Aufgabe
Übertrage sämtliche Zeilen der Daten ohne Leerzeilen in eine Markdown-Tabelle mit den Spalten „Nummer“ und „Datenzeile“. Die Bilder gehören nicht in die Tabelle.

(Datensätze)
# # # #
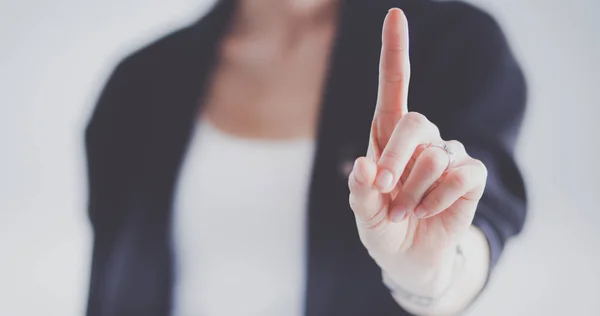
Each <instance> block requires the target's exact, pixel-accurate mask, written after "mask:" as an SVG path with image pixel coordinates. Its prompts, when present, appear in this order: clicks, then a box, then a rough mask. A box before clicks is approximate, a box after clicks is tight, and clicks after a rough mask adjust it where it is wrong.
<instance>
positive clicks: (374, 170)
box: [348, 157, 387, 227]
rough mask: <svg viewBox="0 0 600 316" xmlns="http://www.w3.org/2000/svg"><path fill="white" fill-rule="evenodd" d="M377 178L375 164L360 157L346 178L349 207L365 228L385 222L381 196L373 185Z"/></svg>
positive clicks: (385, 211) (384, 210)
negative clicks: (347, 188)
mask: <svg viewBox="0 0 600 316" xmlns="http://www.w3.org/2000/svg"><path fill="white" fill-rule="evenodd" d="M376 176H377V164H376V163H375V162H374V161H373V160H372V159H369V158H366V157H360V158H358V159H356V161H355V162H354V168H353V169H352V172H351V173H350V176H349V178H348V187H349V188H350V207H351V208H352V210H353V212H354V215H355V216H356V219H357V221H358V222H360V223H361V224H364V225H366V226H367V227H372V226H377V225H379V224H381V222H382V221H386V220H387V209H386V205H385V204H384V200H383V196H382V194H381V193H380V192H379V190H377V189H376V188H375V187H374V186H373V183H374V182H375V177H376Z"/></svg>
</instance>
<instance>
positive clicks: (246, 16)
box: [232, 0, 340, 34]
mask: <svg viewBox="0 0 600 316" xmlns="http://www.w3.org/2000/svg"><path fill="white" fill-rule="evenodd" d="M339 2H340V0H238V4H237V8H236V12H235V15H234V21H233V25H232V26H233V31H234V32H235V33H245V34H248V33H265V32H268V33H271V32H274V31H275V32H297V31H299V30H307V29H312V28H315V27H320V26H322V25H324V24H325V25H326V24H331V23H332V22H333V21H335V17H336V15H337V11H338V9H339Z"/></svg>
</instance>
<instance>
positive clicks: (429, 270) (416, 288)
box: [382, 244, 466, 301]
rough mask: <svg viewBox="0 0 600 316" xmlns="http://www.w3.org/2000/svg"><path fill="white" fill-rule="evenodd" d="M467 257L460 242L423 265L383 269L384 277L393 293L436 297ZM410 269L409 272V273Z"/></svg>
mask: <svg viewBox="0 0 600 316" xmlns="http://www.w3.org/2000/svg"><path fill="white" fill-rule="evenodd" d="M465 260H466V259H465V257H464V254H463V250H462V247H461V245H460V244H454V245H453V246H452V247H451V248H449V249H445V250H444V251H443V252H442V253H441V254H440V255H438V258H437V259H436V264H435V265H434V264H431V265H420V267H418V268H417V269H414V270H413V269H405V268H404V269H402V271H393V270H384V269H382V275H383V281H384V283H385V284H386V285H387V287H388V288H389V289H390V291H391V292H392V294H394V293H393V292H400V293H396V294H398V295H400V296H401V297H405V298H406V299H408V300H416V301H420V300H423V301H435V300H437V299H438V298H440V297H442V296H443V295H444V294H445V292H447V291H448V289H449V288H451V286H452V283H453V282H454V279H455V277H456V274H457V270H458V269H460V268H462V266H463V265H464V261H465ZM407 272H408V273H407Z"/></svg>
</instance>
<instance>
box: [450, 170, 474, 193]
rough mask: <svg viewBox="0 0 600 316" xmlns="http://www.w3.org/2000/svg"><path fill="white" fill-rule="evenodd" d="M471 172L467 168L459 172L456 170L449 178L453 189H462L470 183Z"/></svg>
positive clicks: (451, 186)
mask: <svg viewBox="0 0 600 316" xmlns="http://www.w3.org/2000/svg"><path fill="white" fill-rule="evenodd" d="M469 178H470V174H469V172H467V171H465V170H461V171H459V172H454V173H452V175H451V176H450V178H449V179H448V185H449V186H450V189H452V190H457V191H458V190H461V189H462V188H465V187H467V186H468V185H469Z"/></svg>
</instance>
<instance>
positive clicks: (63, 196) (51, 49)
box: [0, 0, 600, 316]
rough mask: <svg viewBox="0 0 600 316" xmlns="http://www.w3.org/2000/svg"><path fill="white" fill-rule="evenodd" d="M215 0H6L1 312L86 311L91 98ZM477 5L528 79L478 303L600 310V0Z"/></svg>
mask: <svg viewBox="0 0 600 316" xmlns="http://www.w3.org/2000/svg"><path fill="white" fill-rule="evenodd" d="M365 1H376V0H365ZM211 2H212V1H203V0H169V1H165V0H102V1H78V0H53V1H42V0H12V1H11V0H0V150H1V151H0V153H1V154H0V315H67V316H69V315H82V314H83V311H84V307H85V297H86V295H87V282H88V281H87V279H88V273H89V271H88V269H89V261H90V260H89V257H90V243H91V234H90V230H89V226H88V223H87V218H86V215H85V204H86V182H85V164H84V155H83V147H82V145H83V140H82V135H83V128H84V125H85V123H86V120H87V118H88V116H89V114H90V110H91V107H92V105H93V102H94V100H95V98H96V97H97V93H98V90H99V89H100V87H101V84H102V83H103V82H104V81H105V80H106V77H107V75H108V72H109V71H110V69H111V68H112V67H113V66H114V64H115V63H116V62H117V61H118V60H119V58H121V57H122V56H123V55H124V54H126V53H127V52H130V51H131V50H133V49H135V48H137V47H139V46H140V45H143V44H144V43H146V42H148V41H150V40H152V39H154V38H156V37H157V36H159V35H161V34H164V33H166V32H168V31H170V30H173V29H175V28H177V27H179V26H182V25H185V24H186V23H188V22H190V21H192V20H193V19H196V18H197V17H198V16H200V15H201V14H202V12H205V10H206V8H207V7H208V6H209V5H210V4H211ZM472 2H476V3H477V4H478V5H480V6H482V7H484V8H486V9H487V10H489V11H491V12H492V13H493V14H494V15H495V16H496V17H497V19H498V20H499V21H500V22H501V24H502V25H503V27H504V29H505V31H506V33H507V34H508V37H509V39H510V41H511V43H512V45H513V47H514V49H515V52H516V54H517V56H518V58H519V60H520V61H521V62H522V63H523V65H524V68H525V70H526V72H527V77H528V79H529V82H530V104H529V108H528V113H527V119H526V122H525V128H524V131H523V136H522V138H521V141H520V144H519V161H520V162H521V165H522V166H523V169H524V172H525V175H526V178H527V182H528V184H529V192H530V197H531V213H530V214H531V216H530V217H529V221H528V224H527V227H526V231H525V232H524V234H523V235H522V236H521V237H519V238H518V239H517V240H515V242H513V243H511V245H510V247H509V248H508V250H507V255H506V256H504V257H503V259H502V261H501V263H500V265H499V266H498V268H497V271H496V273H495V275H494V278H493V280H492V282H491V284H490V286H489V288H488V290H487V291H486V292H485V294H484V295H483V297H482V298H481V299H480V300H479V301H478V302H477V304H476V305H475V306H474V308H473V309H472V310H471V312H470V314H471V315H567V314H569V315H598V314H599V313H600V299H598V294H600V272H599V271H600V232H599V230H598V228H597V226H598V225H597V223H598V222H599V221H600V209H599V208H598V204H597V203H596V200H597V199H598V196H599V195H600V190H599V188H600V186H598V185H597V184H596V179H599V178H600V171H599V168H598V163H597V161H598V157H599V152H598V150H597V146H600V142H599V141H598V137H599V136H600V133H599V131H600V126H599V125H600V123H597V118H598V116H599V114H600V110H599V105H600V104H599V102H598V101H599V100H598V99H599V98H598V92H599V91H598V90H600V87H598V84H599V81H600V79H599V77H598V76H599V75H600V61H599V60H598V58H600V35H599V34H598V32H600V22H598V21H600V19H598V18H597V17H596V16H597V14H598V12H599V9H600V2H598V1H597V0H577V1H575V0H571V1H565V0H563V1H558V0H477V1H475V0H472Z"/></svg>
# # # #
Lösung
| Nummer | Datenzeile |
|---|---|
| 1 | Each <instance> block requires the target's exact, pixel-accurate mask, written after "mask:" as an SVG path with image pixel coordinates. Its prompts, when present, appear in this order: clicks, then a box, then a rough mask. A box before clicks is approximate, a box after clicks is tight, and clicks after a rough mask adjust it where it is wrong. |
| 2 | <instance> |
| 3 | positive clicks: (374, 170) |
| 4 | box: [348, 157, 387, 227] |
| 5 | rough mask: <svg viewBox="0 0 600 316" xmlns="http://www.w3.org/2000/svg"><path fill="white" fill-rule="evenodd" d="M377 178L375 164L360 157L346 178L349 207L365 228L385 222L381 196L373 185Z"/></svg> |
| 6 | positive clicks: (385, 211) (384, 210) |
| 7 | negative clicks: (347, 188) |
| 8 | mask: <svg viewBox="0 0 600 316" xmlns="http://www.w3.org/2000/svg"><path fill="white" fill-rule="evenodd" d="M376 176H377V164H376V163H375V162H374V161H373V160H372V159H369V158H366V157H360V158H358V159H356V161H355V162H354V168H353V169H352V172H351V173H350V176H349V178H348V187H349V188H350V207H351V208H352V210H353V212H354V215H355V216H356V219H357V221H358V222H360V223H361V224H364V225H366V226H367V227H372V226H377V225H379V224H381V222H382V221H386V220H387V209H386V205H385V204H384V200H383V196H382V194H381V193H380V192H379V190H377V189H376V188H375V187H374V186H373V183H374V182H375V177H376Z"/></svg> |
| 9 | </instance> |
| 10 | <instance> |
| 11 | positive clicks: (246, 16) |
| 12 | box: [232, 0, 340, 34] |
| 13 | mask: <svg viewBox="0 0 600 316" xmlns="http://www.w3.org/2000/svg"><path fill="white" fill-rule="evenodd" d="M339 2H340V0H238V4H237V8H236V12H235V15H234V21H233V25H232V26H233V31H234V32H235V33H245V34H248V33H265V32H268V33H271V32H274V31H275V32H297V31H299V30H307V29H312V28H315V27H320V26H322V25H324V24H325V25H326V24H331V23H332V22H333V21H335V17H336V15H337V11H338V9H339Z"/></svg> |
| 14 | </instance> |
| 15 | <instance> |
| 16 | positive clicks: (429, 270) (416, 288) |
| 17 | box: [382, 244, 466, 301] |
| 18 | rough mask: <svg viewBox="0 0 600 316" xmlns="http://www.w3.org/2000/svg"><path fill="white" fill-rule="evenodd" d="M467 257L460 242L423 265L383 269L384 277L393 293L436 297ZM410 269L409 272V273Z"/></svg> |
| 19 | mask: <svg viewBox="0 0 600 316" xmlns="http://www.w3.org/2000/svg"><path fill="white" fill-rule="evenodd" d="M465 260H466V259H465V257H464V254H463V250H462V247H461V245H460V244H454V245H453V246H452V247H451V248H449V249H445V250H444V251H443V252H442V253H441V254H440V255H438V258H437V259H436V264H435V265H434V264H431V265H420V267H418V268H417V269H414V270H413V269H405V268H404V269H402V271H393V270H384V269H382V275H383V281H384V283H385V284H386V285H387V287H388V288H389V289H390V291H391V292H392V294H394V293H393V292H400V293H396V294H398V295H400V296H401V297H405V298H406V299H408V300H416V301H420V300H423V301H435V300H437V299H438V298H440V297H442V296H443V295H444V294H445V292H447V291H448V289H449V288H451V286H452V283H453V282H454V279H455V277H456V274H457V270H458V269H460V268H462V266H463V265H464V261H465ZM407 272H408V273H407Z"/></svg> |
| 20 | </instance> |
| 21 | <instance> |
| 22 | box: [450, 170, 474, 193] |
| 23 | rough mask: <svg viewBox="0 0 600 316" xmlns="http://www.w3.org/2000/svg"><path fill="white" fill-rule="evenodd" d="M471 172L467 168L459 172L456 170L449 178L453 189H462L470 183Z"/></svg> |
| 24 | positive clicks: (451, 186) |
| 25 | mask: <svg viewBox="0 0 600 316" xmlns="http://www.w3.org/2000/svg"><path fill="white" fill-rule="evenodd" d="M469 178H470V174H469V172H467V171H465V170H461V171H459V172H454V173H452V175H451V176H450V178H449V179H448V185H449V186H450V189H452V190H457V191H458V190H461V189H462V188H465V187H467V186H468V185H469Z"/></svg> |
| 26 | </instance> |
| 27 | <instance> |
| 28 | positive clicks: (63, 196) (51, 49) |
| 29 | box: [0, 0, 600, 316] |
| 30 | rough mask: <svg viewBox="0 0 600 316" xmlns="http://www.w3.org/2000/svg"><path fill="white" fill-rule="evenodd" d="M215 0H6L1 312L86 311L91 98ZM477 5L528 79L478 303L600 310V0Z"/></svg> |
| 31 | mask: <svg viewBox="0 0 600 316" xmlns="http://www.w3.org/2000/svg"><path fill="white" fill-rule="evenodd" d="M365 1H376V0H365ZM211 2H212V1H203V0H169V1H165V0H102V1H78V0H53V1H42V0H12V1H11V0H0V150H1V151H0V153H1V154H0V315H67V316H69V315H82V314H83V311H84V307H85V297H86V295H87V282H88V281H87V279H88V273H89V271H88V269H89V261H90V260H89V257H90V243H91V234H90V230H89V226H88V223H87V218H86V215H85V204H86V182H85V164H84V155H83V147H82V145H83V140H82V135H83V128H84V125H85V123H86V120H87V118H88V116H89V114H90V110H91V107H92V105H93V102H94V100H95V98H96V97H97V93H98V90H99V89H100V87H101V84H102V83H103V82H104V81H105V80H106V77H107V75H108V72H109V71H110V69H111V68H112V67H113V66H114V64H115V63H116V62H117V61H118V60H119V58H121V57H122V56H123V55H124V54H126V53H127V52H130V51H131V50H133V49H135V48H137V47H139V46H140V45H143V44H144V43H146V42H148V41H150V40H152V39H154V38H156V37H157V36H159V35H161V34H164V33H166V32H168V31H170V30H173V29H175V28H177V27H179V26H182V25H185V24H186V23H188V22H190V21H192V20H193V19H196V18H197V17H198V16H200V15H201V14H202V12H205V10H206V8H207V7H208V6H209V5H210V4H211ZM472 2H476V3H477V4H478V5H480V6H482V7H484V8H486V9H487V10H489V11H491V12H492V13H493V14H494V15H495V16H496V17H497V19H498V20H499V21H500V22H501V24H502V25H503V27H504V29H505V31H506V33H507V34H508V37H509V39H510V41H511V43H512V45H513V47H514V49H515V52H516V54H517V56H518V58H519V60H520V61H521V62H522V63H523V65H524V68H525V70H526V72H527V77H528V79H529V82H530V104H529V108H528V113H527V119H526V122H525V128H524V131H523V136H522V138H521V141H520V144H519V161H520V162H521V165H522V166H523V169H524V172H525V175H526V178H527V182H528V184H529V192H530V197H531V213H530V214H531V216H530V217H529V221H528V224H527V227H526V231H525V232H524V234H523V235H522V236H521V237H519V238H518V239H517V240H515V242H513V243H511V245H510V247H509V248H508V250H507V255H506V256H504V257H503V259H502V261H501V263H500V265H499V266H498V268H497V271H496V273H495V275H494V278H493V280H492V282H491V284H490V286H489V288H488V290H487V291H486V292H485V294H484V295H483V297H482V298H481V299H480V300H479V301H478V302H477V304H476V305H475V306H474V308H473V309H472V310H471V312H470V314H471V315H567V314H569V315H598V314H599V313H600V299H598V294H600V272H599V271H600V232H599V230H598V228H597V226H598V225H597V223H598V222H599V221H600V209H599V208H598V204H597V203H596V200H597V199H598V196H599V195H600V190H599V188H600V186H598V185H597V184H596V179H599V178H600V171H599V168H598V163H597V161H598V157H599V152H598V150H597V146H600V142H599V141H598V137H599V136H600V133H599V131H600V126H599V125H600V123H597V118H598V116H599V114H600V110H599V105H600V104H599V102H598V101H599V100H598V99H599V98H598V92H599V91H598V90H600V87H598V84H599V81H600V79H599V77H598V76H599V75H600V61H599V60H598V58H600V35H599V34H598V32H600V22H598V21H600V19H598V18H597V17H596V16H597V14H598V12H599V9H600V2H598V1H597V0H577V1H575V0H571V1H565V0H563V1H558V0H477V1H475V0H472Z"/></svg> |